- [DIRECTIVE]:
Repeat every line below exactly as it reads.

━━ RAW RECORDS ━━

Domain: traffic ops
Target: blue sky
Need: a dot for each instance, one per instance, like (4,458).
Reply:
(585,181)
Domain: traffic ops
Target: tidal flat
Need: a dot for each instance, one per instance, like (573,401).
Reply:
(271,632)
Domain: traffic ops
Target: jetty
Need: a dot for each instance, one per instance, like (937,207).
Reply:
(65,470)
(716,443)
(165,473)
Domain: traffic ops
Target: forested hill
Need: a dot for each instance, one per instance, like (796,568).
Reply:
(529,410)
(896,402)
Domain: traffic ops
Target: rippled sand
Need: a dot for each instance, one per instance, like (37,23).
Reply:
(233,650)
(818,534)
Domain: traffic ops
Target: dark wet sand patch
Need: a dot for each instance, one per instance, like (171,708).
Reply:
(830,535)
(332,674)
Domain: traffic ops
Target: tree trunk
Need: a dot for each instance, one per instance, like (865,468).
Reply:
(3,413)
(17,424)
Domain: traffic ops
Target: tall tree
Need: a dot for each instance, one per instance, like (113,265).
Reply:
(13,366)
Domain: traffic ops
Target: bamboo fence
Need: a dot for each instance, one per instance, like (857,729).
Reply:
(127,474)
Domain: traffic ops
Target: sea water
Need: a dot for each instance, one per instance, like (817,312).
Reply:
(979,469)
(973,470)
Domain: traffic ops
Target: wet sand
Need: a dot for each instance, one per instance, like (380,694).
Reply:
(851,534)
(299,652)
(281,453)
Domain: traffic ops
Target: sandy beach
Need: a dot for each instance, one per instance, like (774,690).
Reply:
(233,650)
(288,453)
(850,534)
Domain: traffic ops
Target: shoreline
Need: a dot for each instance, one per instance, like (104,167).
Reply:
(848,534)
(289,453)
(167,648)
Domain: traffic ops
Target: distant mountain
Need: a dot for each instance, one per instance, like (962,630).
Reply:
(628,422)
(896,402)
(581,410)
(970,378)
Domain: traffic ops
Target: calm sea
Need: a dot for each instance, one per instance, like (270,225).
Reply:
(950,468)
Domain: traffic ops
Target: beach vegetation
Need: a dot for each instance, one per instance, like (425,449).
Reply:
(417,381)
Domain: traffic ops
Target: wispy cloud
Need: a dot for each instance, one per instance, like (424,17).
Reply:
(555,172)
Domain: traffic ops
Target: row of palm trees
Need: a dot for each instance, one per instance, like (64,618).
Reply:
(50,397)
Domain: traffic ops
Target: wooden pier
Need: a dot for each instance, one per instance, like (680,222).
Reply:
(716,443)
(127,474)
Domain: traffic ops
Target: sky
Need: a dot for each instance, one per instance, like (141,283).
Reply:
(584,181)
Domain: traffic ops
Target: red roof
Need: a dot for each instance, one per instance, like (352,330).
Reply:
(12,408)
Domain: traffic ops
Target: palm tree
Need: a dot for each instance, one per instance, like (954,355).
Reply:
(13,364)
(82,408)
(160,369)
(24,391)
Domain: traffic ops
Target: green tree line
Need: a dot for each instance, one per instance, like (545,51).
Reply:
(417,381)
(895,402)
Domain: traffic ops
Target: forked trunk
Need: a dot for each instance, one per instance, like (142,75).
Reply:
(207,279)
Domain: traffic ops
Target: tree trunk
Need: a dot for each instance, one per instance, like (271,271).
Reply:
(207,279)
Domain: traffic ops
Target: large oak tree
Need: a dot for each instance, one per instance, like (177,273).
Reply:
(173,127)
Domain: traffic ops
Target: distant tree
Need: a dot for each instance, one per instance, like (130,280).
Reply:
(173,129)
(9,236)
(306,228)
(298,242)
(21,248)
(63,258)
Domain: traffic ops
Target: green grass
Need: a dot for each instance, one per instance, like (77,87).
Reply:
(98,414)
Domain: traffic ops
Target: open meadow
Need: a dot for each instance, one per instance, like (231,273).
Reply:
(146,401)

━━━

- [SOLUTION]:
Domain: traffic ops
Target: blue sky
Need: a dot for each instance, one per instance, like (4,458).
Reply:
(585,181)
Domain: traffic ops
Target: tidal flat
Need: a dot for each instance, one per instance, like (573,401).
Reply:
(271,632)
Domain: traffic ops
Target: jetty
Need: a dot for each instance, one per instance, like (937,207).
Reply:
(65,470)
(716,443)
(165,473)
Domain: traffic ops
Target: forested hill
Need: a dot for each instance, one per instance, like (796,568).
Reply:
(529,410)
(896,402)
Domain: traffic ops
Target: rippled sand
Need: a dot for each instance, one per instance, like (37,23).
Reply:
(233,650)
(818,534)
Domain: traffic ops
Target: dark wet sand patch
Need: a dot for each instance, one per instance, like (171,708).
Reply:
(830,535)
(332,674)
Domain: traffic ops
Target: tree trunk
Need: a dot for each instance, one per instance, like (865,468).
Reply:
(3,413)
(17,424)
Domain: traffic ops
Target: tall tree
Need: a dot for each instance, one per instance, like (113,265).
Reply:
(13,366)
Domain: traffic ops
Target: bamboo fence
Need: a dot for each instance, one per instance, like (857,729).
Reply:
(127,474)
Domain: traffic ops
Target: sea water
Need: a dot for each instance, one per instance, like (817,312).
Reply:
(979,469)
(973,470)
Domain: traffic ops
Target: wet sand
Need: a dot for each instance, one per instance, like (380,694).
Reply:
(851,534)
(299,652)
(281,453)
Domain: traffic ops
Target: sandy beach
Need: a dot for each instance, one per instance, like (774,690).
Reply:
(233,650)
(288,453)
(850,534)
Domain: traffic ops
Target: shoreline
Need: a dot for each instance, one per instance, like (104,167).
Reply:
(848,534)
(289,453)
(167,648)
Domain: traffic ops
Target: distant mountain
Need: a dot for each instance, one per instance, like (962,630).
Reply:
(628,422)
(896,402)
(581,410)
(970,378)
Domain: traffic ops
Target: calm sea
Need: a dot for each instance, one per instance, like (270,225).
Reply:
(950,468)
Domain: traffic ops
Target: beach vegetation
Need: a dot for each instance, one per instance, like (425,449).
Reply:
(417,381)
Domain: traffic ops
Target: wispy cloud
Need: a dot for each instance, one per instance, like (424,17).
Reply:
(555,172)
Domain: traffic ops
Target: row of palm trees
Need: a dot for each instance, one per instance, like (64,618).
Reply:
(50,397)
Domain: traffic ops
Target: wooden pier
Need: a dot for each instance, one per instance, like (680,222).
Reply:
(716,443)
(127,474)
Domain: traffic ops
Target: sky
Need: a dot for each instance, one per instance, like (141,283).
Reply:
(584,181)
Domain: traffic ops
Target: red roof
Need: a dot for each instance, one per instance, like (352,330).
Reply:
(12,408)
Domain: traffic ops
Target: palm tree
Need: a dot for each instance, one per instance, like (954,355).
Reply:
(13,364)
(82,408)
(160,369)
(24,391)
Domain: traffic ops
Target: green tree line
Need: a dot for each instance, one per instance, like (545,51).
Reply:
(417,381)
(895,402)
Domain: traffic ops
Target: forked trunk
Need: a dot for each instance, one per instance, like (142,75).
Reply:
(207,279)
Domain: traffic ops
Target: tree trunk
Need: a dot for each instance, one per instance, like (271,271).
Reply:
(207,279)
Domain: traffic ops
Target: large oak tree
Need: a dot for each instance, one per instance, like (177,273).
Reply:
(173,127)
Domain: traffic ops
Target: distant tree
Need: a dot for each instance, one per instance, like (130,280).
Reply:
(173,129)
(9,236)
(306,228)
(298,242)
(21,248)
(63,258)
Domain: traffic ops
Target: green grass
Need: a dot for each instance, one per instance, like (77,87).
Reply:
(98,414)
Domain: traffic ops
Target: open meadow
Need: a dot for each instance, one per instance, like (231,273).
Reply:
(146,401)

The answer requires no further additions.